GIVEN TASK
Rescale the part of the listing that opens with its first line and closes with the line containing "401;181;422;203", reproducing every line, requests included, unchanged except for the coordinates in the answers. Multiply each of those coordinates by 1.6 and round to the nearest whole number, with halves rounded up.

### SUPPLIED DATA

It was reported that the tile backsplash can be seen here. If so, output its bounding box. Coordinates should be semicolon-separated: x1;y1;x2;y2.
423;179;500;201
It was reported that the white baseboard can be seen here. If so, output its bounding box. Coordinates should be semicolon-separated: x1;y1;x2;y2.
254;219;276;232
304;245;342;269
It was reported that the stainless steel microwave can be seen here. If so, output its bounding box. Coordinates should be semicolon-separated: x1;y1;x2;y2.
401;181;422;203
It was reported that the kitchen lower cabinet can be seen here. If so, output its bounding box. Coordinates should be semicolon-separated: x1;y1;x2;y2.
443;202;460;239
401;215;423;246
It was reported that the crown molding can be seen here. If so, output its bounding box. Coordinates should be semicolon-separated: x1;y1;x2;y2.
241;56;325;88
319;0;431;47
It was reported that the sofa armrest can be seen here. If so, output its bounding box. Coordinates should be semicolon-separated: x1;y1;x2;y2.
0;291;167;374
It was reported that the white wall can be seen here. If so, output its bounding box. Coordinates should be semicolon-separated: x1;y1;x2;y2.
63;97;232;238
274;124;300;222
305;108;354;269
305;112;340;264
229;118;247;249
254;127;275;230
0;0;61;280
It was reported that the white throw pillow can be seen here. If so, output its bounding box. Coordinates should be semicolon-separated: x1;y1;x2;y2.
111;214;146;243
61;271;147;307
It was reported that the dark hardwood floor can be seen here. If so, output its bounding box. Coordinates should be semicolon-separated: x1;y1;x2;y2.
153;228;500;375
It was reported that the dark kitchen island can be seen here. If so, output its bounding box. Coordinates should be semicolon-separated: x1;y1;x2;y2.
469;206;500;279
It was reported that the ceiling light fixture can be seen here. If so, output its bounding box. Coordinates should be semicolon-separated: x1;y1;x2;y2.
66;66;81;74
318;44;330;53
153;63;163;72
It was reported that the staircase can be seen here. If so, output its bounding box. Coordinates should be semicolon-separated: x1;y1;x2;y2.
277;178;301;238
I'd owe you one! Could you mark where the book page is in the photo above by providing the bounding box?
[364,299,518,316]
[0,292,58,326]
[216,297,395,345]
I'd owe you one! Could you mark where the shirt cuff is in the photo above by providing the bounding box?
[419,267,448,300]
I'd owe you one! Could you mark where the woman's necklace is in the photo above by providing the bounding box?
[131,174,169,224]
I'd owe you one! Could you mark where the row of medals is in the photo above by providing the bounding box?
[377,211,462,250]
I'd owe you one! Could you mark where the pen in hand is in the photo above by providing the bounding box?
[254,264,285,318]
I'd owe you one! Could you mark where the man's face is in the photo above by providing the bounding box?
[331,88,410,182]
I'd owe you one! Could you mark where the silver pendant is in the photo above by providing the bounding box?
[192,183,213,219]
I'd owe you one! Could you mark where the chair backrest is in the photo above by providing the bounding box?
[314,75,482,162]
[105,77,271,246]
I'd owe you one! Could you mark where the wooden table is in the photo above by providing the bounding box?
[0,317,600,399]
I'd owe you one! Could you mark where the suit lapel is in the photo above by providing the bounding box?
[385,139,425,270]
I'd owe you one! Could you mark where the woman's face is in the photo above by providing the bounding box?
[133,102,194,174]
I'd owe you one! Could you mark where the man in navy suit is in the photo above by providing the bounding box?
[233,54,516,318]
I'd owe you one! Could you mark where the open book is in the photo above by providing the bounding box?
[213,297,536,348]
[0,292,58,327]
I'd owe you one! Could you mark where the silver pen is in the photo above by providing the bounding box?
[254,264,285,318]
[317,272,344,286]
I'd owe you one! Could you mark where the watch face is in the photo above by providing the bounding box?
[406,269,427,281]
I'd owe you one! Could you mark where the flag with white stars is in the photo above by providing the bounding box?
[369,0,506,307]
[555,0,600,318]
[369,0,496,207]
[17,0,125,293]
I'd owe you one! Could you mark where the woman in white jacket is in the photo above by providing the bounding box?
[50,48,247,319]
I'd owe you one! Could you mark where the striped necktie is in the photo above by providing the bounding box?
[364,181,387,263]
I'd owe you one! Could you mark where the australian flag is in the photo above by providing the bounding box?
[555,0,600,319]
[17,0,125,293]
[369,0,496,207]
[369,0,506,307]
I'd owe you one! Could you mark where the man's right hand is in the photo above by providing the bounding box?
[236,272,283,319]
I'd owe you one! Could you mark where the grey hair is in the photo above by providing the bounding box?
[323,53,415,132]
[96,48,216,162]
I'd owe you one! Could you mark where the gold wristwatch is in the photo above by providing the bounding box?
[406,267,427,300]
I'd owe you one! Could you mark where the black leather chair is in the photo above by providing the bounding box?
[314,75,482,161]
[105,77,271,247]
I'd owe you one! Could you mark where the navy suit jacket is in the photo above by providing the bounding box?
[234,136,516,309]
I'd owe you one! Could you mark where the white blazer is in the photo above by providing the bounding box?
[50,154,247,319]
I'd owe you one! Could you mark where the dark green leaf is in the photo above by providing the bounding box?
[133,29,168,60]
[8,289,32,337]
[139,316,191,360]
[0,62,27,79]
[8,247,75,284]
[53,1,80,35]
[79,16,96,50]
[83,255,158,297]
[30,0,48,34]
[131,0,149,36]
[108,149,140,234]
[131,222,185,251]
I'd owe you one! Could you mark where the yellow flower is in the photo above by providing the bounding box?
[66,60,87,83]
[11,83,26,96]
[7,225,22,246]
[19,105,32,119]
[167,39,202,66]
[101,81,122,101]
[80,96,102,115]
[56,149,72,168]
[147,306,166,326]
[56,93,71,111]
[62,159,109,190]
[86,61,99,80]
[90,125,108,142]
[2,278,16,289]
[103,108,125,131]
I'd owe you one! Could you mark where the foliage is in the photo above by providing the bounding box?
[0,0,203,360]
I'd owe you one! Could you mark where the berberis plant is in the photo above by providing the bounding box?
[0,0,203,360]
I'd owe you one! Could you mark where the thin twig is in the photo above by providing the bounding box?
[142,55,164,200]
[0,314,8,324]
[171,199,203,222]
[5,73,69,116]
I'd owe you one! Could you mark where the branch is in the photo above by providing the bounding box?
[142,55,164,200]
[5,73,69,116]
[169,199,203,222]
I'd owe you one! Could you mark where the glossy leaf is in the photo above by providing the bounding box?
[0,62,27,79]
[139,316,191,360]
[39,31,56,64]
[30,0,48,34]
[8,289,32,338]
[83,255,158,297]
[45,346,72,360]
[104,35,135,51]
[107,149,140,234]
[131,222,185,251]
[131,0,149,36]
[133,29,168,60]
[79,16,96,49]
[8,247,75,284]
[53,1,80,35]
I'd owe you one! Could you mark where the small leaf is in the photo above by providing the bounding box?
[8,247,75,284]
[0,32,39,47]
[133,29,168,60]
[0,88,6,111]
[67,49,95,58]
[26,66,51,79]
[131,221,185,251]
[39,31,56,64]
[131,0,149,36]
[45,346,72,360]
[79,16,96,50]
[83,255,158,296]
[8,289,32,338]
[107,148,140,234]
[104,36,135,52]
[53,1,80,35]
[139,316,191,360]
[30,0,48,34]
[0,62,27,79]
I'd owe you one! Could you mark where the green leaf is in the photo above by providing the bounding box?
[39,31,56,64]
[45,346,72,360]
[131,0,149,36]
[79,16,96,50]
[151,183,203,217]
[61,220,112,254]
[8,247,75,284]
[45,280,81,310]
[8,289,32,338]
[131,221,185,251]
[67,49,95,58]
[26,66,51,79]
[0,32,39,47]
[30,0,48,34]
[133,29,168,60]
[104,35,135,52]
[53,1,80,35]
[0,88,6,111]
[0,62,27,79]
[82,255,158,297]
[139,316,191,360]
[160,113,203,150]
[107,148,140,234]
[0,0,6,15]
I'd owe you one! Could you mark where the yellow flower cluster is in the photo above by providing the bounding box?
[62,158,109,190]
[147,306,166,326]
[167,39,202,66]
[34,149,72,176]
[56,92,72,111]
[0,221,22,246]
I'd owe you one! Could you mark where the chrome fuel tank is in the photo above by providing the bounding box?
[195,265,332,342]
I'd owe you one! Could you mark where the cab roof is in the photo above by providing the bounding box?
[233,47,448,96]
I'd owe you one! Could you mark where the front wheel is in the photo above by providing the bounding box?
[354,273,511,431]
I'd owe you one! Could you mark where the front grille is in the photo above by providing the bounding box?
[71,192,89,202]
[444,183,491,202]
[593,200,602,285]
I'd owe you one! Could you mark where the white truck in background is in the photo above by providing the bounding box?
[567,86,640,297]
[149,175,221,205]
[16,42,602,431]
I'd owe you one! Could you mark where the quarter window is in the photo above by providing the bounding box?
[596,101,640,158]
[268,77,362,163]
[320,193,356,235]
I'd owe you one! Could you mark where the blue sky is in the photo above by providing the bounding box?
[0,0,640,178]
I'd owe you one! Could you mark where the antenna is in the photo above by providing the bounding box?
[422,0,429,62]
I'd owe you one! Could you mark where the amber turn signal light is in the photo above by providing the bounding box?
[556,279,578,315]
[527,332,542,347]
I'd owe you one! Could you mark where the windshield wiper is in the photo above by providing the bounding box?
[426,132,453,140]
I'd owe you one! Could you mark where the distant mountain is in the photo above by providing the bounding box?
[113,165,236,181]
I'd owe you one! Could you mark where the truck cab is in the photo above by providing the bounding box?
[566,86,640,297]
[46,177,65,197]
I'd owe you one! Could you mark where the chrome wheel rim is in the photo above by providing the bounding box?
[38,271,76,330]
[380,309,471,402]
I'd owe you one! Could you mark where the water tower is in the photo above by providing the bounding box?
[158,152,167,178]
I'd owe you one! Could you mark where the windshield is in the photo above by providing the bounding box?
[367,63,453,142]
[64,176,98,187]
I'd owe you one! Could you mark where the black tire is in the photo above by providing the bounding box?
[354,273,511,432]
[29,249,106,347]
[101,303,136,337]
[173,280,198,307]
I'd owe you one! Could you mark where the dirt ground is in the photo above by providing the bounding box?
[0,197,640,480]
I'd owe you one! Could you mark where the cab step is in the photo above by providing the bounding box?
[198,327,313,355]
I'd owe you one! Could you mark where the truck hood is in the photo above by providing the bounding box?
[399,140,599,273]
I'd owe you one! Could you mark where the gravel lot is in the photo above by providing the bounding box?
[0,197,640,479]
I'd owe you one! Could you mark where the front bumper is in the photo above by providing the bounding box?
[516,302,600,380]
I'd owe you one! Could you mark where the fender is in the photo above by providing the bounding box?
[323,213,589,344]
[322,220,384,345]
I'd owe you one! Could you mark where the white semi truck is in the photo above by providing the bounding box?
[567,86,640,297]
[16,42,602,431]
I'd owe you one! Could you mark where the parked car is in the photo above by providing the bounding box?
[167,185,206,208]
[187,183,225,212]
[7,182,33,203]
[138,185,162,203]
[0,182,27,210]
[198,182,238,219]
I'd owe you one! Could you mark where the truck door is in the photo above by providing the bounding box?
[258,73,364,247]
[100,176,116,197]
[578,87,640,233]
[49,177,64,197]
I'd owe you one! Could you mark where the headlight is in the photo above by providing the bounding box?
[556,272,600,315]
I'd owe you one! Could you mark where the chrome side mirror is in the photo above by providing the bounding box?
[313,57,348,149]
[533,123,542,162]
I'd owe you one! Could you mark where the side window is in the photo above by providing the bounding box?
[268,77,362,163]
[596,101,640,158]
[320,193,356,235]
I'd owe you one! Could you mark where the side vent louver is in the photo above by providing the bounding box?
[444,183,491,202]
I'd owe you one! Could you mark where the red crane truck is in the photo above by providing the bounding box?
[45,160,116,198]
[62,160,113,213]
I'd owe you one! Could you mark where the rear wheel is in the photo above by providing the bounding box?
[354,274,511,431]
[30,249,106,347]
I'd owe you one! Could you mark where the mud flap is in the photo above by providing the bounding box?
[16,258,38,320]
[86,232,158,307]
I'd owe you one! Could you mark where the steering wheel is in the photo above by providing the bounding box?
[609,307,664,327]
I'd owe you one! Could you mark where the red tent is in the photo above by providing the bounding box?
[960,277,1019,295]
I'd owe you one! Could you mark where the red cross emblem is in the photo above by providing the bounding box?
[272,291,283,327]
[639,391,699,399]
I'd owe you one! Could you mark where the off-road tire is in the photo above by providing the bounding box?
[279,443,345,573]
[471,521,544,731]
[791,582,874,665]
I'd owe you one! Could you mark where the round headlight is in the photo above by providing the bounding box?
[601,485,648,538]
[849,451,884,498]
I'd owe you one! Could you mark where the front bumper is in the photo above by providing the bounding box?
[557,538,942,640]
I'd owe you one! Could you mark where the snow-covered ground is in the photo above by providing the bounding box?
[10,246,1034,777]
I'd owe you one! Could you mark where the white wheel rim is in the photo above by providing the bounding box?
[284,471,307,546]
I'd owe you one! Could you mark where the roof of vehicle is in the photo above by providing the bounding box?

######

TASK SOLUTION
It was reported that the tile backsplash can be seen here. If so, output its bounding box. Coordinates should be semicolon-separated: x1;y1;x2;y2.
677;286;800;322
It was reported that the white baseboard can be seen here. If so, output its bounding box. Coordinates should be semicolon-separated: x1;y1;x2;y2.
406;350;442;371
486;392;547;430
It was reported that the stainless steel microwave can be seen here. If so, output its bounding box. Coordinates should be semicolon-separated: x1;y1;x2;y2.
642;290;675;325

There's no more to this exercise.